### Directions
Reproduce the items below, from the line containing "locate column shaft" through the end of the items, replacing "visual grounding system" with "object localization system" and leaving everything else unchanged.

____

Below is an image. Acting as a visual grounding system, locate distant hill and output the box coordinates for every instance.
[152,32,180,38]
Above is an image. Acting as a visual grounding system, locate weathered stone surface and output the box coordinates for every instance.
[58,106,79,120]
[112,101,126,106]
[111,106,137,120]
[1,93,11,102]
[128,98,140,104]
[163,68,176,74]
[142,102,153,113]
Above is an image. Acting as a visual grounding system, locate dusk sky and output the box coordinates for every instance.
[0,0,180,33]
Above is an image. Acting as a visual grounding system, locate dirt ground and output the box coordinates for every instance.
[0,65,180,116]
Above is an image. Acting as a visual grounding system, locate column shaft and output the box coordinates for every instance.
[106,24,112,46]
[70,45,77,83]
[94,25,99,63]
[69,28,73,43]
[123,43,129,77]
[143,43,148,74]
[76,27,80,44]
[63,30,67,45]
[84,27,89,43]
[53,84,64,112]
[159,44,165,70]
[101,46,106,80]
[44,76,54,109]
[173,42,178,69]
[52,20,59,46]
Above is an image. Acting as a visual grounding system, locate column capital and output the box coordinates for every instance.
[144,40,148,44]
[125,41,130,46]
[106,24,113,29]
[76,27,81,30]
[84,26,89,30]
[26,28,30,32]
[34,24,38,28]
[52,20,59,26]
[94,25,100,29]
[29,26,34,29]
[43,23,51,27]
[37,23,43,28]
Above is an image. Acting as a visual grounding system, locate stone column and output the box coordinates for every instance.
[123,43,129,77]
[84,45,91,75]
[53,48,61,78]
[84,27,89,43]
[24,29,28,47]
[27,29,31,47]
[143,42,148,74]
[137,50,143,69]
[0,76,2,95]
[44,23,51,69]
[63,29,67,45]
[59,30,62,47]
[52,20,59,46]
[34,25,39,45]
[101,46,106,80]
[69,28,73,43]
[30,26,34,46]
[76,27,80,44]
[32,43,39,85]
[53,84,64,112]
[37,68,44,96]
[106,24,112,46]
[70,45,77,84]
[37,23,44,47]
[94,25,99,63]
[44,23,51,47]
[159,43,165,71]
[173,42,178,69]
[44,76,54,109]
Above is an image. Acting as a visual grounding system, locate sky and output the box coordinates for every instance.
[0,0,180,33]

____

### Solution
Above is an image. Acting as a object localization system, locate column shaft and output the box coordinates for every instance.
[106,24,112,46]
[70,45,77,83]
[94,25,99,63]
[69,28,73,43]
[123,43,129,77]
[143,43,148,74]
[76,27,80,44]
[63,30,67,45]
[84,27,89,43]
[53,84,64,112]
[159,44,165,70]
[101,46,106,80]
[44,76,54,109]
[173,42,178,69]
[52,20,59,46]
Above is an image. Acting as a object localization system, locate column capital and output the box coordinates for every instance.
[144,40,148,44]
[125,41,130,46]
[106,24,113,29]
[76,27,81,30]
[84,26,89,30]
[26,28,30,32]
[34,24,38,28]
[52,20,59,26]
[94,25,100,29]
[29,26,34,29]
[43,23,51,27]
[37,23,43,28]
Above is an image. Acting as a object localization system, locate stone column and output the box coordinates for every instance.
[123,43,129,77]
[84,45,91,75]
[53,48,61,78]
[84,27,89,43]
[24,29,28,47]
[27,29,31,47]
[143,42,148,74]
[137,50,143,69]
[0,76,2,95]
[44,23,51,69]
[63,29,67,45]
[59,30,62,47]
[52,20,59,46]
[34,25,39,45]
[101,46,106,80]
[69,28,73,43]
[30,26,34,46]
[76,27,80,44]
[32,43,39,85]
[53,84,64,112]
[37,68,44,96]
[106,24,112,46]
[70,45,77,84]
[37,23,44,47]
[94,25,99,63]
[44,23,51,47]
[159,43,165,71]
[173,42,178,69]
[44,76,54,109]
Above is an image. Acting as a object localization system, locate sky and output the box coordinates for every instance.
[0,0,180,33]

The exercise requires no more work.